Il ne s'agit pas d'une simple erreur d'étiquetage comme le prévenu l'a déclaré lors de l'enquête en précisant qu'il avait sanctionné son salarié M. D et en prétendant que le fromage aurait été découpé en 4 et que seul un des vendeurs aurait eu la bonne étiquette. Le morceau de fromage présenté à la vente n'avait pas sa plaque d'identification (plaque grise pour le Cantal et rouge pour le Salers), ce qui ne pouvait pas être imputé au salarié saisonnier n'ayant pas reçu de formation et qui se rendait le matin pour charger les marchandises sur le site de Saint-Beauzire.
M. X a, en sa qualité de gérant, engagé personnellement sa responsabilité pénale, en ne veillant pas à la présentation exacte du fromage pour éviter toute erreur du consommateur sur la nature de la marchandise.
Ainsi, le jugement attaqué est confirmé sur la déclaration de culpabilité du prévenu pour l'infraction poursuivie qui est établie en l'ensemble de ses éléments constitutifs.
● ● ● ● ● ● ●
● **Énoncé A**: Dans l'extrait sur l'affaire du fromage mal présenté, de quelle couleur est la plaque d'identification du Salers ?
● **Énoncé B**: Prolongez l'extrait sur l'affaire du fromage mal présenté en reprenant juste après sa dernière phrase.

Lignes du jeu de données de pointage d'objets
● ● ● ● ● ● ●
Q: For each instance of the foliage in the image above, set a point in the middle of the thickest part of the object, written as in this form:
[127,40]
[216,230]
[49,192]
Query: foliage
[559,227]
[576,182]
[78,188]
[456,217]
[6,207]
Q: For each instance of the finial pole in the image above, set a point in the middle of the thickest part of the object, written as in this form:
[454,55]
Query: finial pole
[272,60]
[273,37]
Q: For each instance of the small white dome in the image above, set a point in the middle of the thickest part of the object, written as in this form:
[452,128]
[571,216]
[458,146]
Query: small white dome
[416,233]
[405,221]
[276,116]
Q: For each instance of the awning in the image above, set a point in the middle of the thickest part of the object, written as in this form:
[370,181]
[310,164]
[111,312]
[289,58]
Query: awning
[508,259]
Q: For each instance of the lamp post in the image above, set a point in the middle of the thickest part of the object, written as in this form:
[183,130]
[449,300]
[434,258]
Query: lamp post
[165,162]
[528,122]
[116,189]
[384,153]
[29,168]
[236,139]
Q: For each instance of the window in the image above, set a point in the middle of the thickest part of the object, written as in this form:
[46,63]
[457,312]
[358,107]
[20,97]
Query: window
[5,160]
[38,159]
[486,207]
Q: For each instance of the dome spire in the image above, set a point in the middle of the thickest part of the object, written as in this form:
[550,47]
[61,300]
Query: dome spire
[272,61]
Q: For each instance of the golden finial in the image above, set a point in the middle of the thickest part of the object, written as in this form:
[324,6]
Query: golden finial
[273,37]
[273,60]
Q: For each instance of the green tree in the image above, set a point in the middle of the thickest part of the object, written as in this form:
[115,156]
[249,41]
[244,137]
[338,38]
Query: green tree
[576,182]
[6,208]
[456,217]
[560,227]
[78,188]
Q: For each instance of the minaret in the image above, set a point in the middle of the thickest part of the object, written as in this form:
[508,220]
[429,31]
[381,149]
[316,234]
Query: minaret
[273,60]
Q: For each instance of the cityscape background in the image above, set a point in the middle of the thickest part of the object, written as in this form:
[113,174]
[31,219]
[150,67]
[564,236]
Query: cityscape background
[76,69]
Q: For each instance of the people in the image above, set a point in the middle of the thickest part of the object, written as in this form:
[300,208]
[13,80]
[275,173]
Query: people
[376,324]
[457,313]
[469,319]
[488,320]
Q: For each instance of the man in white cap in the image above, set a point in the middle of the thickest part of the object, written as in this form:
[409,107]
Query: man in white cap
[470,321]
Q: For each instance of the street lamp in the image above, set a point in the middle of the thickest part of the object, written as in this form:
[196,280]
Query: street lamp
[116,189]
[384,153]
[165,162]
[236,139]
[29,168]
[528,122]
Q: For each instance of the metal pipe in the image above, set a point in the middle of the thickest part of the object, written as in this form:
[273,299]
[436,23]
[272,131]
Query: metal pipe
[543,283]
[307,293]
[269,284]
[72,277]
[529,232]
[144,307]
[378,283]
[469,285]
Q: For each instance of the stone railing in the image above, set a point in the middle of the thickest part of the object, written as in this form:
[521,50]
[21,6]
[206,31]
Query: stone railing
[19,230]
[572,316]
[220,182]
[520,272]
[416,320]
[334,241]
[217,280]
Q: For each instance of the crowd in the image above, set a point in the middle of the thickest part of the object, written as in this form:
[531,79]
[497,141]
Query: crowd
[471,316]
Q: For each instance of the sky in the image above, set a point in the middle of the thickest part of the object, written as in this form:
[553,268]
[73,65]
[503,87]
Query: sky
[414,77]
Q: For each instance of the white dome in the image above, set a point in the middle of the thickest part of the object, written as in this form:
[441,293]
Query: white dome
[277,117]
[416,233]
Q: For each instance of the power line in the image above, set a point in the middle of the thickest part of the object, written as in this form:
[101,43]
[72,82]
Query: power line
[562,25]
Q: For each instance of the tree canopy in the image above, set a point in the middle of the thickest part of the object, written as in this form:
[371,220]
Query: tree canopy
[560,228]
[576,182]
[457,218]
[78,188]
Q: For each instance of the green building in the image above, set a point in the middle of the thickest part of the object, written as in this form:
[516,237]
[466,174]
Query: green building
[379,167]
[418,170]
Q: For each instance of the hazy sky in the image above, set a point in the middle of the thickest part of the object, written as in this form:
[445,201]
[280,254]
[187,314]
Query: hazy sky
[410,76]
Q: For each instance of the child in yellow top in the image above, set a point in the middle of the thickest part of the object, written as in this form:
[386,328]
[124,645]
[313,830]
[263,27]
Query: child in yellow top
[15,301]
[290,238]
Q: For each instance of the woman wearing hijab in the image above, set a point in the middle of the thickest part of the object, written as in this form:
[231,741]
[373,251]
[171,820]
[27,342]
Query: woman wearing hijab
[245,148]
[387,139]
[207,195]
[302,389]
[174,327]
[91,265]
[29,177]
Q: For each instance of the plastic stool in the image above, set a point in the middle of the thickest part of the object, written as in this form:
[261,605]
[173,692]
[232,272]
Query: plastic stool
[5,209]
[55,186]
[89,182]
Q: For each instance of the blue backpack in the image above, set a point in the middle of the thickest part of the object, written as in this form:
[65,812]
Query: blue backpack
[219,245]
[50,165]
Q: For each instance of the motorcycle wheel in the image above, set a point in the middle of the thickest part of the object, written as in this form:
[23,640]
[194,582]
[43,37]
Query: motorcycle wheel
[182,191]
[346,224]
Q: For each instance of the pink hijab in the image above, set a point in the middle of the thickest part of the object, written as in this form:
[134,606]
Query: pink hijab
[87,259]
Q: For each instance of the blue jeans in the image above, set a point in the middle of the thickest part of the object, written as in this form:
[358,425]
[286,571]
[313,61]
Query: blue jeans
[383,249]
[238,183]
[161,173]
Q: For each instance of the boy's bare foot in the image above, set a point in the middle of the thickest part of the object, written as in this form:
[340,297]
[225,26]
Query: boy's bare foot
● ● ● ● ● ● ●
● **Résultat A**: Elle est rouge.

● **Résultat B**:
Sur la publicité mensongère
Selon les dispositions de l'article L. 121-1 du Code de la consommation , est interdite toute publicité comportant, sous quelque forme que ce soit, des allégations, indications ou présentations fausses ou de nature à induire en erreur, lorsque celles-ci portent sur un ou plusieurs éléments ci-après : existence, nature, composition, qualité substantielle, erreur ou principe utile, espèce, origine, quantité, mode et date de fabrication, propriétés, prix et conditions de vente des biens ou services qui font l'objet de la publicité, condition de leur utilisation, résultats qui peuvent être attendu de leur utilisation, motifs ou procédés de la vente ou de la prestation de service, portée des engagements pris par l'annonceur, identité, qualités ou aptitudes du fabriquant, des revendeurs, des promoteurs ou des prestataires.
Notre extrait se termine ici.